Point localization data:

____________________

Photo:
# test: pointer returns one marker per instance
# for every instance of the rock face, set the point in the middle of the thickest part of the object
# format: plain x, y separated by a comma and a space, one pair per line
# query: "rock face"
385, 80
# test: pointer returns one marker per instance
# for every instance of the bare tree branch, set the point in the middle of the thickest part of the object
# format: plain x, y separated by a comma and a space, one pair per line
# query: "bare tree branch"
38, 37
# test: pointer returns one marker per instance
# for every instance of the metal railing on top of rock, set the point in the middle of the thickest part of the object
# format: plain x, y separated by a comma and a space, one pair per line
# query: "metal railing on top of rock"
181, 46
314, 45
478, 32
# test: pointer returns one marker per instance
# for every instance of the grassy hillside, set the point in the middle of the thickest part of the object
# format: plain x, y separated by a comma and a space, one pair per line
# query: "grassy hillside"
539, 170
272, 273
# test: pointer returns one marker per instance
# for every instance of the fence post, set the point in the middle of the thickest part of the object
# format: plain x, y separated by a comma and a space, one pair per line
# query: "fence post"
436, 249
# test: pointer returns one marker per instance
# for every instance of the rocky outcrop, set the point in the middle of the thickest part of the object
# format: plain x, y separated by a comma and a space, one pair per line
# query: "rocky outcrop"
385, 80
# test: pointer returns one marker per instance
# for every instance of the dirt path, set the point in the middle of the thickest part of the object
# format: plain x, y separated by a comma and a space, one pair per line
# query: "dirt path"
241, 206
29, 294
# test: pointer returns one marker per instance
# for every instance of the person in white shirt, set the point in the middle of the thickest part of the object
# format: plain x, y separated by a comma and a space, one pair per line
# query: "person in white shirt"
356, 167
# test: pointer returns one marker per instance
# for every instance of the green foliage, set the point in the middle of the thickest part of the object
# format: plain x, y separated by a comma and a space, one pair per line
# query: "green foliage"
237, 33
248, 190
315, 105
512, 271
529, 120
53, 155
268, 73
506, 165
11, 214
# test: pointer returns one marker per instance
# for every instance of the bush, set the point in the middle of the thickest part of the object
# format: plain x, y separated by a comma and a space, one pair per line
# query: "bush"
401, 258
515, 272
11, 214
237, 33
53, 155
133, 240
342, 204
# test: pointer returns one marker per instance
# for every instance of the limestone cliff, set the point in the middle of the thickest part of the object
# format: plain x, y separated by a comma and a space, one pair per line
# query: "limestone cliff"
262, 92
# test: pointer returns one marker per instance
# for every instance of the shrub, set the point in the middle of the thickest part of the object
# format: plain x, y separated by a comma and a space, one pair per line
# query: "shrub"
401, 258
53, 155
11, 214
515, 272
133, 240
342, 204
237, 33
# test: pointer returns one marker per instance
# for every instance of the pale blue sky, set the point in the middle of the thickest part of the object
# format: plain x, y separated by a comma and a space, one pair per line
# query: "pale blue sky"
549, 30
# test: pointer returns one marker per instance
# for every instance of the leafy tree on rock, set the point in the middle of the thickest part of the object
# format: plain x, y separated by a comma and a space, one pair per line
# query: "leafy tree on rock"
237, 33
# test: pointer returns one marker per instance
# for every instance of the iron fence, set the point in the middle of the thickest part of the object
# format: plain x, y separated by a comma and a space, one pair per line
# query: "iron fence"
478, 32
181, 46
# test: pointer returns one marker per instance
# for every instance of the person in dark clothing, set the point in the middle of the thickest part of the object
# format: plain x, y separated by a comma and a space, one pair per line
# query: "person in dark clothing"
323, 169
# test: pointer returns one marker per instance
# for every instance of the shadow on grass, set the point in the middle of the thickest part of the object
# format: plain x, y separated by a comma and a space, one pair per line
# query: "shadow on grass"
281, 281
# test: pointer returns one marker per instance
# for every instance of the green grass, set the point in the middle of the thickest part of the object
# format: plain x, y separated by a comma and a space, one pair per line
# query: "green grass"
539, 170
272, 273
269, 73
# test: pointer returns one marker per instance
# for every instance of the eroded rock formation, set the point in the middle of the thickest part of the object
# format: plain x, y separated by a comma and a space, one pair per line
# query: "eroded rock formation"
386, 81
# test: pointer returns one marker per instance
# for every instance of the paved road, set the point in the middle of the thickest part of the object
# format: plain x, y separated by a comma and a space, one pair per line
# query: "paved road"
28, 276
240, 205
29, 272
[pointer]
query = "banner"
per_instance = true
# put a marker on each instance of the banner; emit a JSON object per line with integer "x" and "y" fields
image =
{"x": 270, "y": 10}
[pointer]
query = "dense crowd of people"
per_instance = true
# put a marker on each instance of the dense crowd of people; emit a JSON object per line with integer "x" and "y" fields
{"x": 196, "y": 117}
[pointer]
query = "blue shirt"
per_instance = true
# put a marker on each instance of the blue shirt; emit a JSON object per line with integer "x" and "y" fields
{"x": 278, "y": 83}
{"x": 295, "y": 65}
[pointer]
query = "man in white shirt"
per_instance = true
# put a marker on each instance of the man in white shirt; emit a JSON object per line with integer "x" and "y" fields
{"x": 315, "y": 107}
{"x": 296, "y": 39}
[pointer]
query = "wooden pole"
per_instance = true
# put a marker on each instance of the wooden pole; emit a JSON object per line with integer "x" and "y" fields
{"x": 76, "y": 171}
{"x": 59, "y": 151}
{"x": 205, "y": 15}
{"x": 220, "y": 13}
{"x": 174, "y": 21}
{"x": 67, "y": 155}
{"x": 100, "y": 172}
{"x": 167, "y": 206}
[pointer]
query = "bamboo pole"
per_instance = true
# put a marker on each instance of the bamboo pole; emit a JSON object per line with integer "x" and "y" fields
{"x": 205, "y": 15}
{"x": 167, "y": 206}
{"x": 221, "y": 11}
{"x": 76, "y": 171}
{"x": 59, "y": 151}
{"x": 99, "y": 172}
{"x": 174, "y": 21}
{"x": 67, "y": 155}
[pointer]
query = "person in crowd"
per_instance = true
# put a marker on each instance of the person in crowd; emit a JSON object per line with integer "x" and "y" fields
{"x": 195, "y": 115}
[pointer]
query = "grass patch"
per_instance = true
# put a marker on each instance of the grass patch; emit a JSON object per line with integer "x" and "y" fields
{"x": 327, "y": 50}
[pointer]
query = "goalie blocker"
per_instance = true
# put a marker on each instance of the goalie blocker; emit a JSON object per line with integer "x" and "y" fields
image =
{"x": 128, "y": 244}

____________________

DESCRIPTION OF THE TASK: Without dropping a single line, output the records above exactly.

TASK ANSWER:
Photo:
# test: pointer returns one marker per instance
# for every instance of the rock face, set the point in the middle of the thickest part of the object
# format: plain x, y separated by a comma and a space, one pair per line
# query: "rock face"
385, 80
# test: pointer returns one marker per instance
# for every instance of the bare tree branch, set the point in the middle of the thickest part of the object
# format: plain x, y separated by a comma and a space, one pair per line
# query: "bare tree branch"
38, 37
# test: pointer returns one marker per instance
# for every instance of the metal railing on top of rock, set the point in the middle of the thickest part of the object
# format: plain x, y separated by a comma and a space, one pair per line
# query: "metal railing on top of rock"
181, 46
314, 45
478, 32
# test: pointer returns one marker per instance
# for every instance of the grassy hillside, set the point in the middle of the thickest part of the object
# format: plain x, y separated by a comma and a space, one pair per line
# query: "grassy hillside"
539, 170
272, 273
# test: pointer returns one marker per instance
# for every instance of the fence post, set the point in the middle of the thickest part of the object
# format: plain x, y separated by a comma and a space, one pair per line
# query: "fence post"
436, 249
# test: pointer returns one marker per instance
# for every instance of the rocky outcrop, set the point in the middle of the thickest part of the object
# format: plain x, y separated by a comma and a space, one pair per line
# query: "rocky outcrop"
385, 80
# test: pointer returns one marker per instance
# for every instance of the dirt path, set the point in the middle of the thickest part of the object
# format: plain x, y separated by a comma and a space, one pair per line
# query: "dirt path"
241, 206
29, 294
# test: pointer returns one marker per instance
# for every instance of the person in white shirt, set the point in the middle of the thickest part of the object
# format: plain x, y separated by a comma and a space, one pair per line
# query: "person in white shirt"
356, 167
# test: pointer returns one marker per instance
# for every instance of the green foliage, set the point in the middle of the thickest part of the object
# format: plain x, y separated by a comma and a space, one pair per line
# query: "green foliage"
237, 33
248, 190
315, 105
512, 271
529, 120
53, 155
268, 73
506, 165
11, 214
# test: pointer returns one marker per instance
# for every instance of the bush, set the point in the middle of the thickest part of the object
# format: plain x, y separated by a comma and a space, one pair per line
# query: "bush"
401, 258
515, 272
11, 214
237, 33
53, 155
133, 240
342, 204
# test: pointer returns one marker per instance
# for every instance of the limestone cliff, set the point in the middle of the thickest part of the object
# format: plain x, y separated by a comma and a space, one pair per line
# query: "limestone cliff"
262, 92
# test: pointer returns one marker per instance
# for every instance of the shrub, set the point in the middle of the thickest part of the object
# format: plain x, y separated by a comma and a space, one pair per line
# query: "shrub"
401, 258
53, 155
11, 214
515, 272
133, 240
342, 204
237, 33
# test: pointer returns one marker per instance
# for every instance of the pale blue sky, set the point in the middle of the thickest part of the object
# format: plain x, y separated by a comma and a space, one pair per line
# query: "pale blue sky"
549, 30
# test: pointer returns one marker per instance
# for every instance of the leafy tree on rock, set the point in the middle of the thickest part of the object
# format: plain x, y separated by a comma and a space, one pair per line
# query: "leafy tree on rock"
237, 33
# test: pointer returns one marker per instance
# for every instance of the iron fence, set the point in the middle of the thickest part of the object
# format: plain x, y separated by a comma and a space, one pair per line
# query: "iron fence"
478, 32
181, 46
# test: pointer returns one marker per instance
# for every instance of the person in dark clothing, set the point in the middle of the thickest part of the object
# format: plain x, y separated by a comma and a space, one pair per line
# query: "person in dark clothing"
323, 169
# test: pointer returns one marker per instance
# for every instance of the shadow on grass, set the point in the middle of the thickest part of the object
# format: plain x, y separated by a comma and a space, one pair per line
# query: "shadow on grass"
281, 281
# test: pointer returns one marker per instance
# for every instance of the green grass, set the point in the middle of the thickest part of the object
# format: plain x, y separated by a comma and a space, one pair per line
# query: "green grass"
539, 170
272, 273
269, 73
# test: pointer returns one marker per instance
# for every instance of the eroded rock formation, set the point in the middle of the thickest part of the object
# format: plain x, y separated by a comma and a space, one pair per line
# query: "eroded rock formation"
386, 81
# test: pointer returns one marker per instance
# for every instance of the paved road, set the point in the middle of the thickest part of the object
# format: plain x, y separated by a comma and a space, one pair per line
# query: "paved road"
28, 276
240, 205
29, 272
[pointer]
query = "banner"
per_instance = true
# put a marker on each instance of the banner; emit a JSON object per line with integer "x" and "y" fields
image =
{"x": 270, "y": 10}
[pointer]
query = "dense crowd of people"
per_instance = true
# put a marker on each instance of the dense crowd of people; emit a JSON object per line with integer "x" and "y" fields
{"x": 196, "y": 117}
[pointer]
query = "blue shirt"
per_instance = true
# put a marker on each instance of the blue shirt; emit a JSON object per line with integer "x" and "y" fields
{"x": 278, "y": 83}
{"x": 295, "y": 65}
[pointer]
query = "man in white shirt"
per_instance = true
# put a marker on each instance of the man in white shirt; emit a JSON object per line with integer "x" and "y" fields
{"x": 315, "y": 107}
{"x": 296, "y": 39}
[pointer]
query = "wooden pole"
per_instance = true
# put a marker on each instance of the wooden pole; emit a JSON object per line with integer "x" and "y" fields
{"x": 76, "y": 171}
{"x": 59, "y": 151}
{"x": 205, "y": 15}
{"x": 220, "y": 13}
{"x": 174, "y": 21}
{"x": 67, "y": 155}
{"x": 100, "y": 172}
{"x": 167, "y": 206}
[pointer]
query = "bamboo pole"
per_instance = true
# put a marker on each instance of the bamboo pole; emit a JSON object per line with integer "x" and "y" fields
{"x": 205, "y": 15}
{"x": 167, "y": 206}
{"x": 221, "y": 11}
{"x": 76, "y": 171}
{"x": 59, "y": 151}
{"x": 99, "y": 172}
{"x": 174, "y": 21}
{"x": 67, "y": 155}
[pointer]
query = "person in crowd"
per_instance = true
# put a marker on each instance of the person in crowd; emit a JSON object per line with integer "x" and "y" fields
{"x": 195, "y": 115}
[pointer]
query = "grass patch"
per_instance = true
# put a marker on each instance of the grass patch; emit a JSON object per line with integer "x" and "y" fields
{"x": 327, "y": 50}
[pointer]
query = "goalie blocker"
per_instance = true
# put a marker on each instance of the goalie blocker; emit a JSON object per line with integer "x" and "y" fields
image =
{"x": 128, "y": 244}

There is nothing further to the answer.